> [Work instructions]
a – Using the Ready Mix leadership announcement, answer the following:
(i) On what date will Mr. Morris retire?
(ii) How old is Robert A. De Ruiter?
(iii) What is Mr. De Ruiter's new annual base salary?
b – Resume the Ready Mix leadership announcement, writing on from its final sentence.

> [Page extract]
--------------------

On August 4, 2008, Ready Mix, Inc. (the Company) announced that Robert R. Morris, the
Companys President and a member of its board of directors, resigned effective immediately. To
facilitate the management transition, Mr. Morris will remain with the Company as an employee until
his retirement on September 13, 2008. Mr. Morris helped form and joined the Company, as President,
in June 1996. Mr. Morris became a director in April 2005.
Upon acceptance of Mr. Morris resignation by the Companys board of directors, the board
appointed Robert A. De Ruiter, age 48, as the Companys President and a member of the board of
directors to fill the vacancy created by Mr. Morris departure. Mr. De Ruiter previously served as
the Companys Vice President.
Mr. De Ruiter agreed to an increase in his annual base salary to $165,000, which may be
adjusted, from time to time, by the Companys compensation committee and subject to the approval of
the board of directors. In addition, in connection with his appointment to the board of directors,
Mr. De Ruiter and the Company entered into an Indemnification Agreement whereby the Company agreed
to indemnify and hold harmless Mr. De Ruiter, to the fullest extent permitted by applicable law,
from and against certain liabilities for actions taken by him during the performance of his duties
for the Corporation. A copy of the Indemnification Agreement has been filed herewith as Exhibit
10.01.

--------------------

> [Data listing]

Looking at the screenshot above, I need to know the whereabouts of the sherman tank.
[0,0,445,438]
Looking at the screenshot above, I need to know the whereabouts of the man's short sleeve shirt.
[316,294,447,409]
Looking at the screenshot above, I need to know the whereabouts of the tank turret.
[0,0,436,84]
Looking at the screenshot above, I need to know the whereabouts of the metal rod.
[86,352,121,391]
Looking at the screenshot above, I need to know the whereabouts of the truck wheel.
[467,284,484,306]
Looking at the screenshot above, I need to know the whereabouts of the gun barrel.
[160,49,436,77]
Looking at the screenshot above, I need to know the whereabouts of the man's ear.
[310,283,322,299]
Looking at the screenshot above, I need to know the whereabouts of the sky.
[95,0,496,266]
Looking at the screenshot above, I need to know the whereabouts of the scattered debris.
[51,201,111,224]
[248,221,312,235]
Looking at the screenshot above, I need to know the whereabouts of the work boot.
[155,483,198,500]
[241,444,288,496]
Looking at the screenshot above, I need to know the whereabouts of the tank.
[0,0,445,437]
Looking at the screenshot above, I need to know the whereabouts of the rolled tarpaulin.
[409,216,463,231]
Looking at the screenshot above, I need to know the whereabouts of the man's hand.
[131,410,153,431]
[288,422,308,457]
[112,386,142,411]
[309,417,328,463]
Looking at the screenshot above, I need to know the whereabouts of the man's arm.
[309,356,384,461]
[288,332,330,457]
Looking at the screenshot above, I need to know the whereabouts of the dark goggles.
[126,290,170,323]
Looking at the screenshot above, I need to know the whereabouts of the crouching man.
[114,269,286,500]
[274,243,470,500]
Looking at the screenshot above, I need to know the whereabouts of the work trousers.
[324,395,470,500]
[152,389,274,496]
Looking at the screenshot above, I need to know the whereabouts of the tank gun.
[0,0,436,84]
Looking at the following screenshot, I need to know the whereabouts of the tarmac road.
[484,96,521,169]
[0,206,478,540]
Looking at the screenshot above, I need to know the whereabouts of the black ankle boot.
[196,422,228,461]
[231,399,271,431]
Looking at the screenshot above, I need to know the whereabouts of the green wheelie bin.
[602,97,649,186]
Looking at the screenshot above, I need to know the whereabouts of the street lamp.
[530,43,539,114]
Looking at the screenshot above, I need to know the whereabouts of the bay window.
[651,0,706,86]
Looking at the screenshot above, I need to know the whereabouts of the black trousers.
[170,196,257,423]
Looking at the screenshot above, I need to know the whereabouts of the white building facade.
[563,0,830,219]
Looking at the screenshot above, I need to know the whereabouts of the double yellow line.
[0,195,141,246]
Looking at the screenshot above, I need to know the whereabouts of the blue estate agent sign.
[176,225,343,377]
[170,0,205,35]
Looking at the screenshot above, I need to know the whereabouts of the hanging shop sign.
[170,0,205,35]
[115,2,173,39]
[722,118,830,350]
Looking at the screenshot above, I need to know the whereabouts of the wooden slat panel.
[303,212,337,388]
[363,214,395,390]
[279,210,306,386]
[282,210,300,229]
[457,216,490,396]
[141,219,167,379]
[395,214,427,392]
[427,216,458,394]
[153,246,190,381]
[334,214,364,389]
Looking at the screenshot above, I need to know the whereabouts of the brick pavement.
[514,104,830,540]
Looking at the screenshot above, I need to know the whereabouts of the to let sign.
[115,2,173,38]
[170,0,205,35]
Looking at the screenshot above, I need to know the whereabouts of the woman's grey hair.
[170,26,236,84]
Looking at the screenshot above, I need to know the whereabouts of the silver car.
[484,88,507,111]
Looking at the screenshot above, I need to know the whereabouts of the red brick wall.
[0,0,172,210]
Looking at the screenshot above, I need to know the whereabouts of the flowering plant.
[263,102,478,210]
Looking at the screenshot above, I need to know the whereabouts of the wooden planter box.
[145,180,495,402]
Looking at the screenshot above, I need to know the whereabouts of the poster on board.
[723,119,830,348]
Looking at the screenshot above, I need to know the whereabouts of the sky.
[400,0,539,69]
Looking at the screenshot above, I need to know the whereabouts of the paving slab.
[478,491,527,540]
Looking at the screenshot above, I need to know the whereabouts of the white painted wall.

--------------------

> [Results of the tasks]
a –
(i) September 13, 2008
(ii) 48
(iii) $165,000

b –
Robert A. De Ruiter has been the General Manager of the Companys metropolitan Phoenix,
Arizona ready-mix concrete business since it was organized in 2000. In January 2005, Mr. De Ruiter
was named Vice President. From 1998 to 2000, he was the Regional Manager for Mineral Resources
Technologies, Phoenix, Arizona, where he was responsible for operation, sales and marketing of
mineral resources fly ash products in Arizona, New Mexico, Texas and California. From 1995 to
1998, Mr. De Ruiter was a Technical Sales Representative for Grace Construction Products, Las
Vegas, Nevada, and he sold concrete admixtures to concrete producers, contractors, architects and
engineers. From 1990 to 1995, he was a sales representative for Sunward Materials, Phoenix,
Arizona, where he sold concrete and aggregate to contractors, architects and engineers.
There are no transactions, since the beginning of the Companys last fiscal year, or any
currently proposed transaction, in which the Company was or is to be a participant and the amount
involved exceeds the lesser of $120,000 or one percent of the average of the Companys total assets
at year-end for the last three completed fiscal years, and in which Mr. De Ruiter had or will have
a direct or indirect material interest.
Item 8.01 Other Events.
On August 4, 2008, the Company announced that it would relocate its corporate headquarters to
Phoenix, Arizona. The Company also announced that no change in personnel would result from the
change in the Companys headquarters.
On August 5, 2008, the Company issued a press release announcing the departure of Mr. Morris
and the appointment of Mr. De Ruiter as the Companys President and a member of the board of
directors. A copy of the press release is furnished as Exhibit 99.1 to this Current Report.
The information contained in the press release shall not be deemed filed for purposes of
Section 18 of the Securities Act of 1934, nor shall it be deemed incorporated by reference in any
filing under the Securities Act of 1933, except as shall be expressly set forth by specific
reference in such filing.
Item 9.01 Financial Statements and Exhibits.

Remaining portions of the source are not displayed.